Texte à lire
* * * * * * *

L'opinion de Bernard Landry #46

L'Église a péché

L'Église du Québec reflète aussi un défaut québécois qui cherche souvent à se déguiser en qualité: la complaisance.

L'opinion de Bernard Landry


Encore au temps de mes études collégiales, nos maîtres, tous religieux, nous répétaient avec conviction: "La langue est la gardienne de la foi". Cela constituait une raison puissante de leur ardeur à défendre la langue française. Ils le faisaient tous d'ailleurs admirablement.
Une première relativisation de cette doctrine est venue du fait que des millions d'américains de la Nouvelle-Angleterre, émigrés du Québec, tout en restant plus catholiques que nous, avaient massivement perdu leur langue d'origine. Visiblement, le rôle de la gardienne n'était pas réversible.
Au Québec, comme conséquence collatérale de la révolution tranquille, le vieil axiome est devenu totalement obsolète. Pendant que les églises se vidaient, notre État national prenait le relais. C'est la Loi 101 et l'action de Camille Laurin qui ont mis en place une défense essentielle de notre héritage linguistique.
On ne doit pas pourtant oublier que l'Église, tant qu'elle a été puissante, c'est à dire pendant très longtemps, a joué un rôle prépondérant dans notre résilience. Ses motivations spirituelles et culturelles convergeant, l'action ecclésiastique a contribué à donner une cohérence remarquable à notre nation. Sans compter son impact sur notre prodigieuse natalité, une des plus importantes de l'histoire humaine. Le rôle de l'Église dans l'éducation à tous les niveaux a été déterminant. Les religieuses, les frères, les pères, les prêtres éduquaient la jeunesse par motivation spirituelle et culturelle, sans conventions collectives et avec une efficacité plus que comparable à ce qui se fait aujourd'hui.

* * * * * * *

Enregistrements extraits
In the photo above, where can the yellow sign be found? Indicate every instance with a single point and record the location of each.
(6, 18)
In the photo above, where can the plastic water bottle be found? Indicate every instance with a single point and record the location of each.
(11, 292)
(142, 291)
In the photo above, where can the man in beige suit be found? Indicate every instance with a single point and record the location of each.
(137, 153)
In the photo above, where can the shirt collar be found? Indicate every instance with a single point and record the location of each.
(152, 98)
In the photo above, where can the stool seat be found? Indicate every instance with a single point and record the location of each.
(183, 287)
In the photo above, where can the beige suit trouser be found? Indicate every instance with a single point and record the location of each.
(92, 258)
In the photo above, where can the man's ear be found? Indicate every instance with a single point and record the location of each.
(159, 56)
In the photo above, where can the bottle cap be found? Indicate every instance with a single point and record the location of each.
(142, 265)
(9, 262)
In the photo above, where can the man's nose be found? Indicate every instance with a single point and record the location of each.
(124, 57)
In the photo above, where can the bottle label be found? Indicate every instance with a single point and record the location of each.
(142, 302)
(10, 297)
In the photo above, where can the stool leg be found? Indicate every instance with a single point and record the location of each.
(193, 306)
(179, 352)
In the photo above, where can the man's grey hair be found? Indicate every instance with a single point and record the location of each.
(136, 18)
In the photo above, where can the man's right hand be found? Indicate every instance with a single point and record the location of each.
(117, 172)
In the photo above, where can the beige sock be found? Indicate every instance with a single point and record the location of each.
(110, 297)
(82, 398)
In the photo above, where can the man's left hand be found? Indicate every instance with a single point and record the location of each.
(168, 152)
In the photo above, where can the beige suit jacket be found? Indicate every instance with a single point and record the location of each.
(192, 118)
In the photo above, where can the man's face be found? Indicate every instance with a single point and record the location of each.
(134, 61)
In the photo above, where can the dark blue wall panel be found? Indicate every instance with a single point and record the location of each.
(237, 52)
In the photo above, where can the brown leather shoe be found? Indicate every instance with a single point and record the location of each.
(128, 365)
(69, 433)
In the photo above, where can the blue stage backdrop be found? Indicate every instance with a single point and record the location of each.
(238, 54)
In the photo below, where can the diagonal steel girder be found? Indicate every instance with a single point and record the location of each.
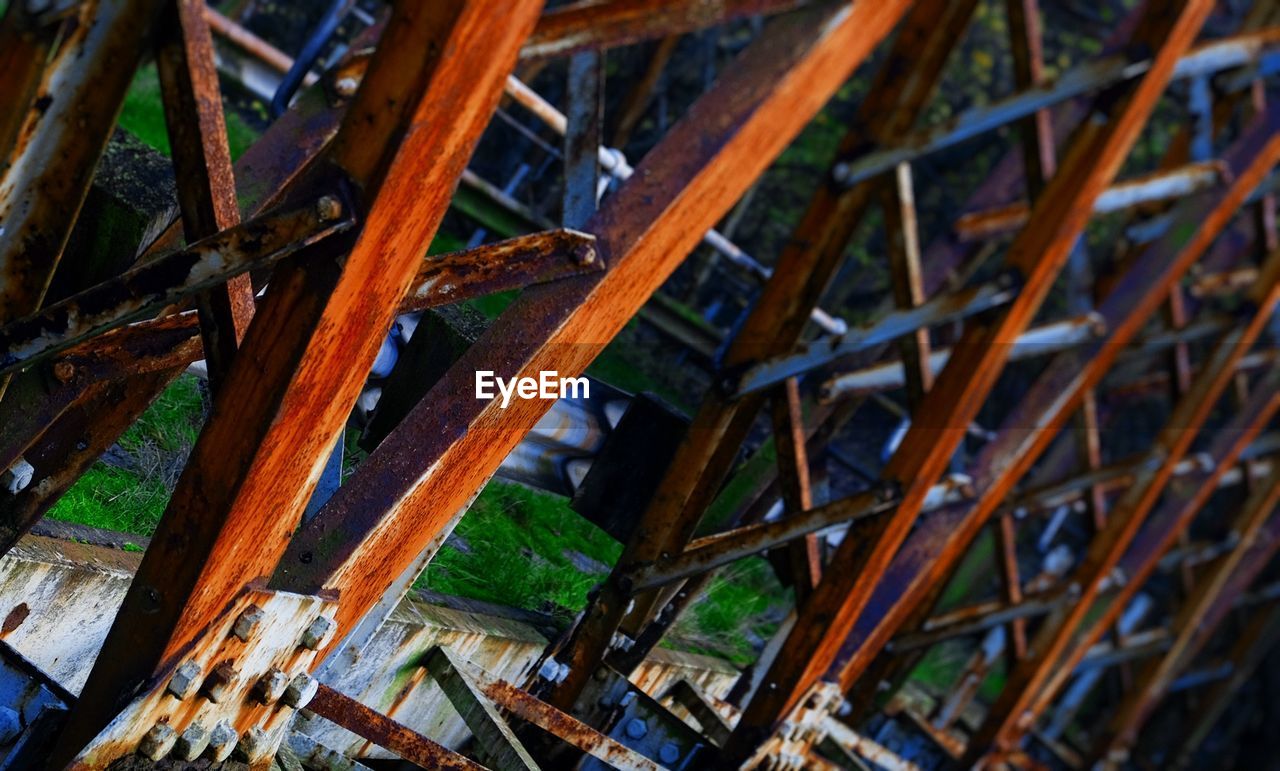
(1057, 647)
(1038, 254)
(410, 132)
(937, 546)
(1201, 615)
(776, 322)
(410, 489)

* * * * * * *

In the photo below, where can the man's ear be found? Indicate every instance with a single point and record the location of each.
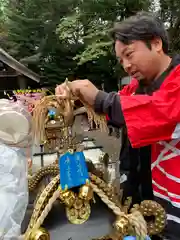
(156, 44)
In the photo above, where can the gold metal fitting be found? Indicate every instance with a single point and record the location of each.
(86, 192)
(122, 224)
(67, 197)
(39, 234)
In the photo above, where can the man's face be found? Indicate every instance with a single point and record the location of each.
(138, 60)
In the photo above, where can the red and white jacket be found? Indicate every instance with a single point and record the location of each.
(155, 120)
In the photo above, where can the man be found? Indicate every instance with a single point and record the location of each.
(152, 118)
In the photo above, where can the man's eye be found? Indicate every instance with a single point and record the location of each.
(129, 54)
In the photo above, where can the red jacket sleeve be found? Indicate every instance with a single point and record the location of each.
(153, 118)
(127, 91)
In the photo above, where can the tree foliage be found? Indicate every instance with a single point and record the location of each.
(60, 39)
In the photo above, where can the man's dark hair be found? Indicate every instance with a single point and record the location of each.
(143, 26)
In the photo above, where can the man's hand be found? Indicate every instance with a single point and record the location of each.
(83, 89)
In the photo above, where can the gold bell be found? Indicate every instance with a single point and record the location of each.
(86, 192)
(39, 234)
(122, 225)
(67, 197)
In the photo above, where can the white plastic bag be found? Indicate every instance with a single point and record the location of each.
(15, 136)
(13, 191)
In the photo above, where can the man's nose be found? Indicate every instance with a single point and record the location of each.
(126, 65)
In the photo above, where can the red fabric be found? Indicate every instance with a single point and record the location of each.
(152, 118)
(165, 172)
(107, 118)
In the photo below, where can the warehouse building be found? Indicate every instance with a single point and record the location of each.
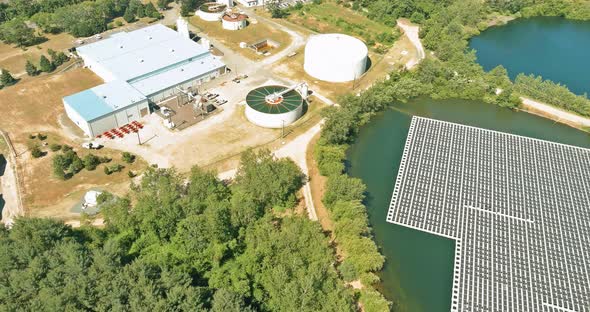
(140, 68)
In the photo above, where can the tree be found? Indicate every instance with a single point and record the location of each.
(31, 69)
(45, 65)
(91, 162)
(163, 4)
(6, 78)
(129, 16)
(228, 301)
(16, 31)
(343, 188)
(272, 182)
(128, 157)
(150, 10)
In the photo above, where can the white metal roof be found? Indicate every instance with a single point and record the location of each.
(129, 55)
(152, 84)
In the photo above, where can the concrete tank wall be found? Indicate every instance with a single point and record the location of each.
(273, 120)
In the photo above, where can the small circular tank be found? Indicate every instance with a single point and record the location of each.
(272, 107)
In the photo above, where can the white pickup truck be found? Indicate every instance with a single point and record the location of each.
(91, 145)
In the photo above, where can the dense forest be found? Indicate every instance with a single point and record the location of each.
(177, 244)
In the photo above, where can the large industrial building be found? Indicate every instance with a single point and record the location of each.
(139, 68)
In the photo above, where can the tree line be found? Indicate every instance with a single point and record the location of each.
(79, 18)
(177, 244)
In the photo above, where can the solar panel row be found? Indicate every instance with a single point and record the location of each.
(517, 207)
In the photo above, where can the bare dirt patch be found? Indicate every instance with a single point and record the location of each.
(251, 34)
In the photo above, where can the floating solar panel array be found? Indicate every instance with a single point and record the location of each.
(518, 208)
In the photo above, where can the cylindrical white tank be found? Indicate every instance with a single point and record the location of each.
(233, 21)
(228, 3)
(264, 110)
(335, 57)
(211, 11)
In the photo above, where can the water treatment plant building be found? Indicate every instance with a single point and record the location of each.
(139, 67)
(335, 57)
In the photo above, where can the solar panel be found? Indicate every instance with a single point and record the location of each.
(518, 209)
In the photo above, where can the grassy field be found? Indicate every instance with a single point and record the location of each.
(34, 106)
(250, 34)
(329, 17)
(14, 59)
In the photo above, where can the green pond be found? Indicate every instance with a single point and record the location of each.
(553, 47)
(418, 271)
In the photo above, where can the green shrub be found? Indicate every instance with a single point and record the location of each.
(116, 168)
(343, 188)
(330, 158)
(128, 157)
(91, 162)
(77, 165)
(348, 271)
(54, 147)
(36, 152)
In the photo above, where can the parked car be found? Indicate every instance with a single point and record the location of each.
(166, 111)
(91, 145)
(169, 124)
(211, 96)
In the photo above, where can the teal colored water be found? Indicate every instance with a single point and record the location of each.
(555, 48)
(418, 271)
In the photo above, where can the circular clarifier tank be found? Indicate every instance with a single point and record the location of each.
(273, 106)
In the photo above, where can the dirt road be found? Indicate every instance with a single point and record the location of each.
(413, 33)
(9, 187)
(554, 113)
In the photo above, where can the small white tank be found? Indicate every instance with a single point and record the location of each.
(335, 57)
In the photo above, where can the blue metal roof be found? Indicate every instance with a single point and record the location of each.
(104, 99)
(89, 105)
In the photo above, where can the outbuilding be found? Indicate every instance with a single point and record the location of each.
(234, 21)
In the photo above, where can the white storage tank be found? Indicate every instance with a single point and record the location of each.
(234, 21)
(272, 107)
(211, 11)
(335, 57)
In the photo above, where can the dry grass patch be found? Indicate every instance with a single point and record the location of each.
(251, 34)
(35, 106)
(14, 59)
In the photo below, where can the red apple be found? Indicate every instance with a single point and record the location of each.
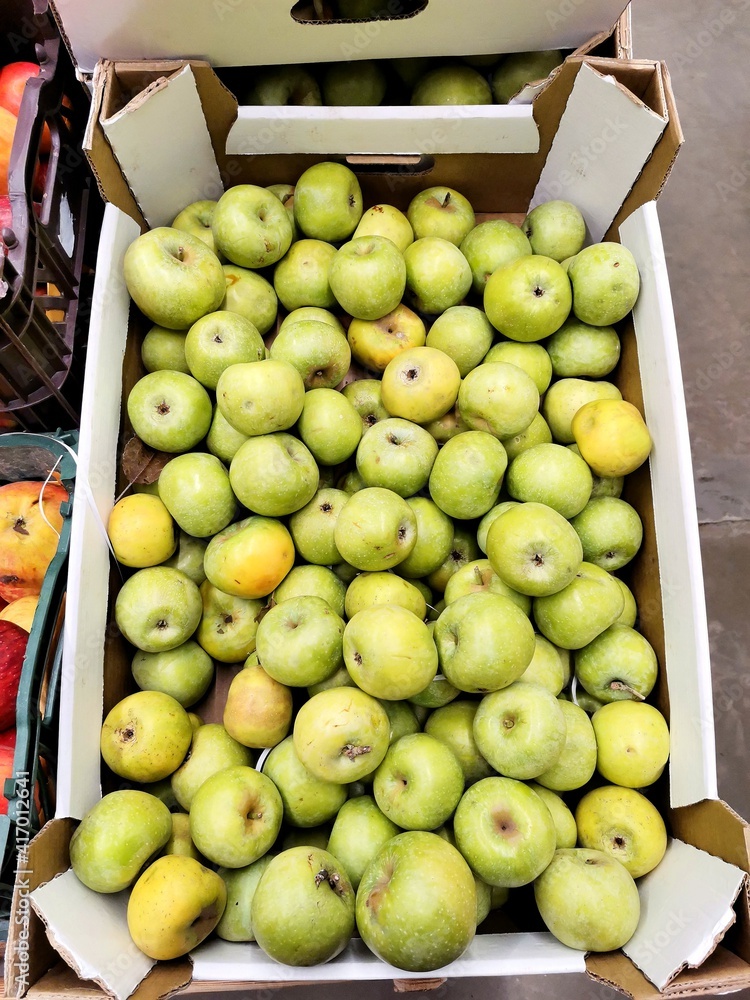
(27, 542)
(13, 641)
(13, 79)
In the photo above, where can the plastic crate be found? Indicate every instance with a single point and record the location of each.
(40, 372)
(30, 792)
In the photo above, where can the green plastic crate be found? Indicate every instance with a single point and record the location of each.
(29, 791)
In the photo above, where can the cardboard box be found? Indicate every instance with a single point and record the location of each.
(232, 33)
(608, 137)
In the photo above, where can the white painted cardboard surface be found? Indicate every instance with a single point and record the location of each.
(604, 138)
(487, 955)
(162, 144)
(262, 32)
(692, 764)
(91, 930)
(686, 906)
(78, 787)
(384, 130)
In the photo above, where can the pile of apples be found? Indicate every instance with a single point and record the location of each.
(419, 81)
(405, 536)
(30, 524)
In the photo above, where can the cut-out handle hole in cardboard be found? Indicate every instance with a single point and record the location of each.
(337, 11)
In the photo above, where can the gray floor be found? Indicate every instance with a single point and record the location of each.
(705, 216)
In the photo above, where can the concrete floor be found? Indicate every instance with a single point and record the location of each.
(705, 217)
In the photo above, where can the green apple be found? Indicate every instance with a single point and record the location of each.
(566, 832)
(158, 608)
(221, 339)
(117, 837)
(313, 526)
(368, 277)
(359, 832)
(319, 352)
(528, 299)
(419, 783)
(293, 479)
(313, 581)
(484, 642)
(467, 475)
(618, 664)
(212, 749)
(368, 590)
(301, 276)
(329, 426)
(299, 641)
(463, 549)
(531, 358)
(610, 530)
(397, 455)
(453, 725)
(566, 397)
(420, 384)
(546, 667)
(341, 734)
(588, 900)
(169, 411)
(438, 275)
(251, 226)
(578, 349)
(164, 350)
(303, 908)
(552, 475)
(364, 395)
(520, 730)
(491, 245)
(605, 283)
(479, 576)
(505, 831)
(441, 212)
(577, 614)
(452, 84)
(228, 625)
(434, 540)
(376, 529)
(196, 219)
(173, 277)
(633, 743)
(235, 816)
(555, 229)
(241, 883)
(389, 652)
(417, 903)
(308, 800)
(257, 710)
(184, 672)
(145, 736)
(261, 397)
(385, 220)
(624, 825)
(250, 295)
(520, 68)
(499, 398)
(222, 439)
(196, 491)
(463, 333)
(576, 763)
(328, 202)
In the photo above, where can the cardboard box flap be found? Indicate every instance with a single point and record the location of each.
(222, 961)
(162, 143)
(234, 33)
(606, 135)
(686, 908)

* * * * * * *

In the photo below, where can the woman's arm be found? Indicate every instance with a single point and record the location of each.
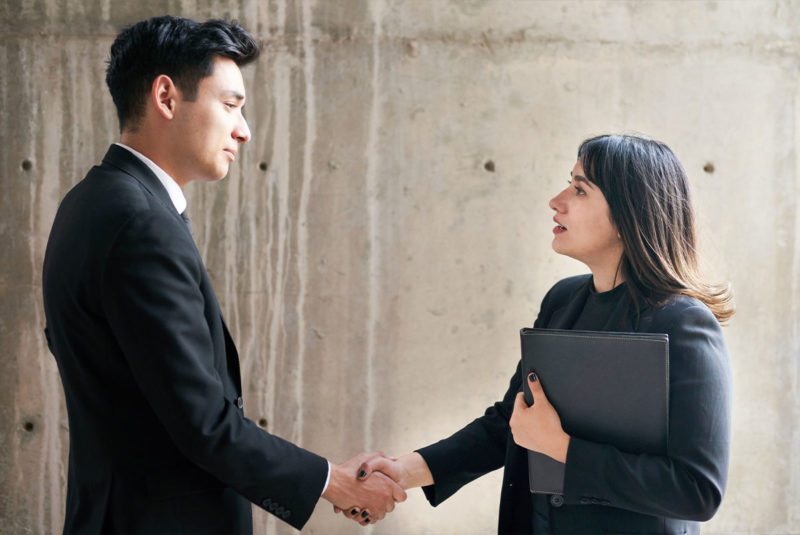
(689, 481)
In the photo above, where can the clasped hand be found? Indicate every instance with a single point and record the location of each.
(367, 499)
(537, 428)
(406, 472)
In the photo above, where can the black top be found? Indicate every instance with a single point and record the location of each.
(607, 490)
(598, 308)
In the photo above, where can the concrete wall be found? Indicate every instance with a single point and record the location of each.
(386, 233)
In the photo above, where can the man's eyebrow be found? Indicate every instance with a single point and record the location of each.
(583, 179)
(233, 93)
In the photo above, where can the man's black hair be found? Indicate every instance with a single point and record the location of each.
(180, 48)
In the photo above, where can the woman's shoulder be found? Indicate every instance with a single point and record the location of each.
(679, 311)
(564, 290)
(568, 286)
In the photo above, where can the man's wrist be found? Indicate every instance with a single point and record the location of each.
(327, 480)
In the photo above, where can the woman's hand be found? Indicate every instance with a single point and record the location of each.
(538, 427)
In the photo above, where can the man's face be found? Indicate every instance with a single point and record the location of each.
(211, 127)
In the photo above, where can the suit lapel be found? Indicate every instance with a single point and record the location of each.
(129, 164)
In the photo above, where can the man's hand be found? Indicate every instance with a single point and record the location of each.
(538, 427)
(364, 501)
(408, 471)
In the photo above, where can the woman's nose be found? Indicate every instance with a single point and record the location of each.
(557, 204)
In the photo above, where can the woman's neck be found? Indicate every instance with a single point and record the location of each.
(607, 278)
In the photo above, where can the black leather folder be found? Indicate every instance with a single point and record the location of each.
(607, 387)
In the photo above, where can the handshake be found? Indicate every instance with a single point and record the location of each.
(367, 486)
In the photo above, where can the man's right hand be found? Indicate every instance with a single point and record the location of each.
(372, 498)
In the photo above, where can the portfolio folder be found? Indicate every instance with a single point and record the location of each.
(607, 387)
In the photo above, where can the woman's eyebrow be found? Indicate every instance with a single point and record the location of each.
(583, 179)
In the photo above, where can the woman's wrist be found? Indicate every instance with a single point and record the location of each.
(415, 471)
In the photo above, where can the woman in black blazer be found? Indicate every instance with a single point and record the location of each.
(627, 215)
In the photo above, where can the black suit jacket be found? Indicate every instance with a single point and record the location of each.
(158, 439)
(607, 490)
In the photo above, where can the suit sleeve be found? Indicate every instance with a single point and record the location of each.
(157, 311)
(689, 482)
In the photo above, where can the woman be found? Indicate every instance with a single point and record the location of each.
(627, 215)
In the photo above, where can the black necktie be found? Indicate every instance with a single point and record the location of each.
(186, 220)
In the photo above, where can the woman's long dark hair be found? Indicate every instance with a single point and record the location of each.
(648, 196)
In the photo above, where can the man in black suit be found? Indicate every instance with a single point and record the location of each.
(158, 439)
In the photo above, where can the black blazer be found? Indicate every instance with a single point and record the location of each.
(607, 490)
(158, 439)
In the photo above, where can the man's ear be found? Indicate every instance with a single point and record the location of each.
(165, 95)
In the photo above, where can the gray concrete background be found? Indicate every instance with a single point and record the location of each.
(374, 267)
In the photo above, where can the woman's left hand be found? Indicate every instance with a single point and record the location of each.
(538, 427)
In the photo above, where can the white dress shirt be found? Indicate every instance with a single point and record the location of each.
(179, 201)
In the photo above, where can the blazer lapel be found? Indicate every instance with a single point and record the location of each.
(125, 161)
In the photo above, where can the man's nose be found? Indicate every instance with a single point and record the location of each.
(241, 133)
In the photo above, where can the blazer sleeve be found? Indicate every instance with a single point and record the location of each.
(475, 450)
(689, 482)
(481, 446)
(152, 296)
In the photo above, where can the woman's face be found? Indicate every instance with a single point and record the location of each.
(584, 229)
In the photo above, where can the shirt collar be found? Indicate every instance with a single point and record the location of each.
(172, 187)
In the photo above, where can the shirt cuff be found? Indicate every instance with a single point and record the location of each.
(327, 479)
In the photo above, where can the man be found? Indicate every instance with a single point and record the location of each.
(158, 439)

* * * * * * *

Objectifs
A. Indiquez si chacun de ces énoncés concorde avec la chronique sur l'Église, en répondant par oui ou par non et en citant les mots décisifs du texte : (i) les maîtres religieux répétaient que la langue est la gardienne de la foi ; (ii) les émigrés québécois de la Nouvelle-Angleterre ont conservé leur langue d'origine ; (iii) la Loi 101 et l'action de Camille Laurin ont assuré une défense de l'héritage linguistique.
B. Reproduisez fidèlement le passage de la chronique sur l'Église allant de « Encore au temps » jusqu'à « n'était pas réversible. » inclusivement.
C. Selon la chronique sur l'Église, quel défaut québécois cherchant souvent à se déguiser en qualité l'Église du Québec reflète-t-elle ?
Les lignes proviennent d'une autre source que la chronique sur l'Église.

Solutions
A.
(i) Oui : « La langue est la gardienne de la foi ».
(ii) Non : « avaient massivement perdu leur langue d'origine ».
(iii) Oui : « C'est la Loi 101 et l'action de Camille Laurin qui ont mis en place une défense essentielle de notre héritage linguistique. »

B.
Encore au temps de mes études collégiales, nos maîtres, tous religieux, nous répétaient avec conviction: "La langue est la gardienne de la foi". Cela constituait une raison puissante de leur ardeur à défendre la langue française. Ils le faisaient tous d'ailleurs admirablement.
Une première relativisation de cette doctrine est venue du fait que des millions d'américains de la Nouvelle-Angleterre, émigrés du Québec, tout en restant plus catholiques que nous, avaient massivement perdu leur langue d'origine. Visiblement, le rôle de la gardienne n'était pas réversible.

C. La complaisance.